*EXERCISE OBJECTIVE*: Find the line that contains "Target: black metal stool leg"; then retype it and each line after it, exactly, through the final line of the data below.

Entries taken from a collection
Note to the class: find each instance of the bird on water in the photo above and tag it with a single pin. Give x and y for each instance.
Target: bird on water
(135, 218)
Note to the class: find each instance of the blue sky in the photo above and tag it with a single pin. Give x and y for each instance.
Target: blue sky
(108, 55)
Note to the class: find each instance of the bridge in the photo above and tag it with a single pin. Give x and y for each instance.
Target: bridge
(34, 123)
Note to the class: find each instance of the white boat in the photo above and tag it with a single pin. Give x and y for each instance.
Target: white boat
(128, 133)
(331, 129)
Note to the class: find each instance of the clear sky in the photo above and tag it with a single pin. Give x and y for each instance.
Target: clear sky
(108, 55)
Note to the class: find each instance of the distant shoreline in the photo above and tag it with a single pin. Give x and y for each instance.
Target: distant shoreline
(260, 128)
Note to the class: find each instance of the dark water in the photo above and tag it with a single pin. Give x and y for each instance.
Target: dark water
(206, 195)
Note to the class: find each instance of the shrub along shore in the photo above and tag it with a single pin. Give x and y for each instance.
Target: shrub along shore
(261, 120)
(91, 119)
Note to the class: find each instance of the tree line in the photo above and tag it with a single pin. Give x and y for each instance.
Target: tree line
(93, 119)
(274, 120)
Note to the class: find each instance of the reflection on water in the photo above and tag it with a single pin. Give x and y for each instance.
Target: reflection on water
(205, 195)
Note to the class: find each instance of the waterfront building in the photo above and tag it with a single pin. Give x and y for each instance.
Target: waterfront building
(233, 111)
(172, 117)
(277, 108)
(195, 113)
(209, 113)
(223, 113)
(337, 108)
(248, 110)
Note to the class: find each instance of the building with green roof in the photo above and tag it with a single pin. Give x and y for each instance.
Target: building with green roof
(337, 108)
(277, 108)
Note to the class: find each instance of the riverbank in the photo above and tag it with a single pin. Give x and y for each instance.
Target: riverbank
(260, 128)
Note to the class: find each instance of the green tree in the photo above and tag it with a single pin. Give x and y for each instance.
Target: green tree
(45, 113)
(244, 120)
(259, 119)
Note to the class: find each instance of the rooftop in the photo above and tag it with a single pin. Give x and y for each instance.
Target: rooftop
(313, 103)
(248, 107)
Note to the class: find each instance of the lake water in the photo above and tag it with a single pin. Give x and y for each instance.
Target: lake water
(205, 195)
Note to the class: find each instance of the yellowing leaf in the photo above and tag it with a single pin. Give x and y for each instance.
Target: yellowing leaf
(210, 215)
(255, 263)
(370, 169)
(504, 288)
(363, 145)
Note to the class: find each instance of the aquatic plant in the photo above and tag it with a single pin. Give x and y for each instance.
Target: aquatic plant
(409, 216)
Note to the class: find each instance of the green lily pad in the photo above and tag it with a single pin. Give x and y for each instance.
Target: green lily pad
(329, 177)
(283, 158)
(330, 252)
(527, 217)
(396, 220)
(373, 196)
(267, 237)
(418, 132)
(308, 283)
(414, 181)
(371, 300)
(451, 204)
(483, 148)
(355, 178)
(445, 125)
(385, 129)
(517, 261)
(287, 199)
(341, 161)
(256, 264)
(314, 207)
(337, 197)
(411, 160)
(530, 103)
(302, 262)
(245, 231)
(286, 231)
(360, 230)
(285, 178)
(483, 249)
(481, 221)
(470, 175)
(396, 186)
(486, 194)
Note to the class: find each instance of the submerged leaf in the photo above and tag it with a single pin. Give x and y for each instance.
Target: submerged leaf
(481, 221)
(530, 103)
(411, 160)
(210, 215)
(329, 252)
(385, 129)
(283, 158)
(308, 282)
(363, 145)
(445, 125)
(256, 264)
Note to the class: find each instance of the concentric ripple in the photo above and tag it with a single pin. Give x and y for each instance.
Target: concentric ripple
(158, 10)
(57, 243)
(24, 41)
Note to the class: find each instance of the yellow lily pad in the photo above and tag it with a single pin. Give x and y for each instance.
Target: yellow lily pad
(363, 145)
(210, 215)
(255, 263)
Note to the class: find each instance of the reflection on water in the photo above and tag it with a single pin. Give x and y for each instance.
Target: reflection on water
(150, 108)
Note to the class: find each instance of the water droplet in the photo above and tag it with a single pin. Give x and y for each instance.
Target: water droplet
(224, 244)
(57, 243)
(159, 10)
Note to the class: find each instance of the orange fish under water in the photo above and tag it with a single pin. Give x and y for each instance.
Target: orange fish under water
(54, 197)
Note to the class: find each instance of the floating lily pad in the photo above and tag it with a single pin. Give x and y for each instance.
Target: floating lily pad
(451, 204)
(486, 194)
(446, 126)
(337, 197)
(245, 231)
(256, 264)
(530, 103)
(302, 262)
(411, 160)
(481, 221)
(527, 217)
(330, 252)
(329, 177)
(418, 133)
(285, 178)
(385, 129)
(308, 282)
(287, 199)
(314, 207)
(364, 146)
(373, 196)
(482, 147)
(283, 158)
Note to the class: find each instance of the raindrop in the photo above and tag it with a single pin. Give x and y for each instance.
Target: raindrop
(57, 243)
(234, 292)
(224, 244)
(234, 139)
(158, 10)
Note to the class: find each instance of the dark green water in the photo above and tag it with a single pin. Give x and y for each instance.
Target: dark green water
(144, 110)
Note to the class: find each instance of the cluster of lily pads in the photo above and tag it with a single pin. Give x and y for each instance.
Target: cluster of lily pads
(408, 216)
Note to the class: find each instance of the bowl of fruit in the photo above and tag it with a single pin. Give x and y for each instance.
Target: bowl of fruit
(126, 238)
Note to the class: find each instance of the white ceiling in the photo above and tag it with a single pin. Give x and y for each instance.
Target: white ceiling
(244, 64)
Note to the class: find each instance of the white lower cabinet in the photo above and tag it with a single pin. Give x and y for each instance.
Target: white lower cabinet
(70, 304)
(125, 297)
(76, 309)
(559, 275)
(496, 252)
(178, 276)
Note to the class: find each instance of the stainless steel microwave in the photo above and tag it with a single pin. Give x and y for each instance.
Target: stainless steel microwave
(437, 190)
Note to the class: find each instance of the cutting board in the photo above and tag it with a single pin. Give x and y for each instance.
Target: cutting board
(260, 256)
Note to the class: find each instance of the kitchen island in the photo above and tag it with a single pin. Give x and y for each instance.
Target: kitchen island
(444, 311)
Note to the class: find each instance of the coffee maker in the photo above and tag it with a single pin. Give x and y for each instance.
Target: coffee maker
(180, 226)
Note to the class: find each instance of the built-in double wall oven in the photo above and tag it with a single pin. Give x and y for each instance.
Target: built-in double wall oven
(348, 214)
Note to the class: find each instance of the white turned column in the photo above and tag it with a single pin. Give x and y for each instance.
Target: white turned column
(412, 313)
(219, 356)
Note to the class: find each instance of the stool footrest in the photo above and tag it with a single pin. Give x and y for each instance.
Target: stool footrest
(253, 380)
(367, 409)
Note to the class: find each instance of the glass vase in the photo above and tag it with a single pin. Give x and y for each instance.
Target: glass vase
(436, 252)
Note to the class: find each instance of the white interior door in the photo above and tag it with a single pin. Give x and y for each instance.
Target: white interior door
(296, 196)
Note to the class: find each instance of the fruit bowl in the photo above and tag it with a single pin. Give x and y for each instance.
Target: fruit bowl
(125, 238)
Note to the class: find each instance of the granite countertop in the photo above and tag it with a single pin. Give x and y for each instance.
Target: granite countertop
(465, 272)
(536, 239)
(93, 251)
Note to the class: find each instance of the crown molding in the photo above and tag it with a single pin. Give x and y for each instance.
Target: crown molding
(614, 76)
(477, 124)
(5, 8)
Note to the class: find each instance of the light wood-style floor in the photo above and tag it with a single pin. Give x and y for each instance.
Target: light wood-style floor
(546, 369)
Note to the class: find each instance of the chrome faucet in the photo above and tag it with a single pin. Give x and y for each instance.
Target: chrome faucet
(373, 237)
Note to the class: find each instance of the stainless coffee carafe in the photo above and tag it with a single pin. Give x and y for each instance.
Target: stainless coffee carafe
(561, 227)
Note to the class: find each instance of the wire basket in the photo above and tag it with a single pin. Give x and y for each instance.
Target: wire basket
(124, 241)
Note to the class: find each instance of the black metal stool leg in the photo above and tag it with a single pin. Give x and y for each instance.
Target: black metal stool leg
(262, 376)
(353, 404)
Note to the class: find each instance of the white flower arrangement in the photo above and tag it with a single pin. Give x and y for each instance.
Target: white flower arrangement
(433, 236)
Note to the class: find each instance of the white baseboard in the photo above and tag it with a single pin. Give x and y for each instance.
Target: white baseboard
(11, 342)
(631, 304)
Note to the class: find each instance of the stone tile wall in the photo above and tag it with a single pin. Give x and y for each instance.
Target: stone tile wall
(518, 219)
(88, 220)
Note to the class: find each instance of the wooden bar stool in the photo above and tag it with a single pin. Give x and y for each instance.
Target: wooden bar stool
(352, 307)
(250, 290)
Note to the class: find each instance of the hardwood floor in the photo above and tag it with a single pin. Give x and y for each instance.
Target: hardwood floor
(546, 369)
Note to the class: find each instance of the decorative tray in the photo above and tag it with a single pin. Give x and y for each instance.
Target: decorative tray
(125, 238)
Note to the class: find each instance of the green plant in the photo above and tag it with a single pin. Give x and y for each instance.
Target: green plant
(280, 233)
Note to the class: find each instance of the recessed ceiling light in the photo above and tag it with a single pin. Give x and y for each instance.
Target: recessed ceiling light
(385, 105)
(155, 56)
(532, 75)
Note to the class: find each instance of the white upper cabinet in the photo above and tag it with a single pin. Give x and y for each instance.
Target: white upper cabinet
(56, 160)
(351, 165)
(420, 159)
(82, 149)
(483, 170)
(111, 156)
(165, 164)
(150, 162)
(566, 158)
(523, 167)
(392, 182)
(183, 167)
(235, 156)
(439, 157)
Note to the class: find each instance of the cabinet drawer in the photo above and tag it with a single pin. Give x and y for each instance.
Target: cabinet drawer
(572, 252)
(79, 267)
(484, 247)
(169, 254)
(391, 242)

*EXERCISE SOLUTION*:
Target: black metal stool leg
(262, 376)
(353, 404)
Note to the class: find each instance of the white flower arrangement in the photo above and tag it with a single pin. Give x and y for each instance.
Target: white flower arrangement
(433, 236)
Note to the class: find each instance of the white baseboard in the photo above and tag it with a single pin. Give x and y for each instance.
Target: white baseboard
(11, 342)
(631, 304)
Note to the class: find each instance of the stone tile wall in the photo above and tag it with a single pin. Give x and y for each instance.
Target: stone tile wall
(518, 219)
(88, 220)
Note to the class: find each instance of the wooden bar stool in the photo above and tag it with a single pin. Give x and y for each instance.
Target: wooden bar stool
(352, 307)
(250, 290)
Note to the class: find each instance of the hardwood floor in the photo above and tag it with a single pin. Give x and y for each instance.
Target: hardwood floor
(546, 369)
Note to the class: find each instance of the decorative tray in the photo above and tag it with a single pin. Give x and y for each instance.
Target: decorative tray
(125, 238)
Note to the class: find each instance of the green plant in the photo above and tag it with a single pin. Give x and y for each instance.
Target: green plant
(280, 233)
Note to the class: find each instance of the recessed ceiling light in the photo above and tag it with a single pin. Give x and y for each instance.
Target: recessed ceiling light
(385, 105)
(155, 56)
(532, 75)
Note to the class: find each instance of the white upper cabinet in the photo above and tag it with a single pin. Give x and y for each instance.
Target: white upper cabinet
(56, 160)
(351, 165)
(420, 159)
(82, 149)
(483, 170)
(111, 156)
(165, 164)
(150, 162)
(566, 158)
(523, 167)
(392, 182)
(183, 167)
(235, 156)
(439, 157)
Note to the class: find each instance of the cabinet drawer in the photo above and tag it with a single pin. Give x and y for each instance.
Target: cabinet drawer
(572, 252)
(79, 267)
(484, 247)
(169, 254)
(391, 242)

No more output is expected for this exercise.